* [WHAT YOU NEED TO DO]:
1 - Please extract the part of the text about movie phone numbers from "Thursday 2 November" to "nor Princess Leia.".
2 - Using the text about movie phone numbers, decide whether each statement agrees with it. Answer yes or no and quote the deciding words. (a) Princess Leia had no mobile phone. (b) Batman is shown giving out his number in a movie. (c) A realistic movie phone number would need the correct number of digits.

Thursday 2 November 2017

Batman is not available at the moment. Please leave a message after the beep. -バットマンはただ今電話に出ることができません。発信音のあとにメッセージをお話しください。-


Indiana Jones has never given out his phone number in a movie.  Nor has Batman, nor Princess Leia.
Okay, Princess Leia didn’t have a mobile phone.  They don’t seem to have been invented in the galaxy far, far away in Star Wars.  Maybe you can’t get a good signal on the death star.
But Batman could have a mobile phone, couldn’t he?  It would be very useful as a way of keeping in touch with Robin.  But you never see him giving out his number.
And in fact no character in a Hollywood movie ever tells another character their phone number.  In order to be realistic, the phone number would have to have the correct number of digits.  So a real person might have that phone number.  And after the movie finishes... suddenly the poor person would get thousands of calls from people asking, “Hello, is Indiana Jones there?”

* [DATASET EXCERPT]:
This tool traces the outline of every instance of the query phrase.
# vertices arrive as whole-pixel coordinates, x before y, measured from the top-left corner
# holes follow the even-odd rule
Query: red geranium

* [RESPONSES BY TASK]:
1 -
Thursday 2 November 2017

Batman is not available at the moment. Please leave a message after the beep. -バットマンはただ今電話に出ることができません。発信音のあとにメッセージをお話しください。-


Indiana Jones has never given out his phone number in a movie.  Nor has Batman, nor Princess Leia.

2 -
(a) Yes: "Princess Leia didn’t have a mobile phone."
(b) No: "But you never see him giving out his number."
(c) Yes: "In order to be realistic, the phone number would have to have the correct number of digits."